# [Extrahierter Text]
━━━

Gesucht: Hartz V, VI …

Um neue Arbeitsplätze zu schaffen, will der Wirtschaftsminister die Wirtschaft entlasten. Die Linke ist dagegen. Jetzt wird erst mal eine Studie erstellt

„Wir müssen jetzt ein Zeichen setzen für unsere Wähler. Nicht für die der anderen“

AUS BERLIN ULRIKE WINKELMANN

Streit? Welcher Streit? Ach, die kleine Uneinigkeit zwischen Eichel und Clement? „Ausgeräumt“, erklärte Regierungssprecher Béla Anda gestern. Ein Gespräch beim Kanzler sei nicht mehr nötig. Es sei doch wohl „klar, wohin die Reise geht“.

Nein? Also gut, seufzte Anda: Finanzminister Hans Eichel erarbeite mit einem Arbeitskreis der SPD ein Steuerkonzept, mit dem man in den Wahlkampf 2006 ziehen wolle. Und der Sachverständigenrat, das auch „Fünf Weise“ genannte Gremium von Wirtschaftsprofessoren, lege Ende dieses Jahres sein Gutachten zur Unternehmensteuer und zu anderen Steuerfragen vor. Bis zur Landtagswahl in Nordrhein-Westfalen am 22. Mai jedoch werde sich die Regierung inklusive Wirtschaftsminister Wolfgang Clement weiterhin ganz der Hartz-IV-Arbeitsmarktreform widmen.

So weit die Verlautbarungslinie. Demnach ließe sich die rot-grüne Regierung nicht davon unter Druck setzen, dass die Wahl in NRW verloren zu gehen droht. Clement hätte kein Problem damit, täglich von der Wirtschaft mit Steuersenkungswünschen bestürmt zu werden. Und Eichel hätte kein Problem damit, dass derzeit alle außer ihm Finanzpolitik zu machen scheinen.

━━━

# [Einträge]
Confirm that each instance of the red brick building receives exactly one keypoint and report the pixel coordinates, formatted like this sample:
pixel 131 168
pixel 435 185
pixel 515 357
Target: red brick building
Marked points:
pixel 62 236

━━━

# [Aufgaben]
1 – Wann findet laut dem Artikel die Landtagswahl in Nordrhein-Westfalen statt?
2 – Gib den Abschnitt des Artikels wörtlich wieder, beginnend bei „Streit? Welcher Streit?“ und endend bei „der Hartz-IV-Arbeitsmarktreform widmen.“.
3 – Welche Personen werden im Artikel mit Namen genannt? Führe alle auf.

# [Antworten]
1 – Am 22. Mai.

2 –
Streit? Welcher Streit? Ach, die kleine Uneinigkeit zwischen Eichel und Clement? „Ausgeräumt“, erklärte Regierungssprecher Béla Anda gestern. Ein Gespräch beim Kanzler sei nicht mehr nötig. Es sei doch wohl „klar, wohin die Reise geht“.

Nein? Also gut, seufzte Anda: Finanzminister Hans Eichel erarbeite mit einem Arbeitskreis der SPD ein Steuerkonzept, mit dem man in den Wahlkampf 2006 ziehen wolle. Und der Sachverständigenrat, das auch „Fünf Weise“ genannte Gremium von Wirtschaftsprofessoren, lege Ende dieses Jahres sein Gutachten zur Unternehmensteuer und zu anderen Steuerfragen vor. Bis zur Landtagswahl in Nordrhein-Westfalen am 22. Mai jedoch werde sich die Regierung inklusive Wirtschaftsminister Wolfgang Clement weiterhin ganz der Hartz-IV-Arbeitsmarktreform widmen.

3 – Ulrike Winkelmann, Béla Anda, Hans Eichel, Wolfgang Clement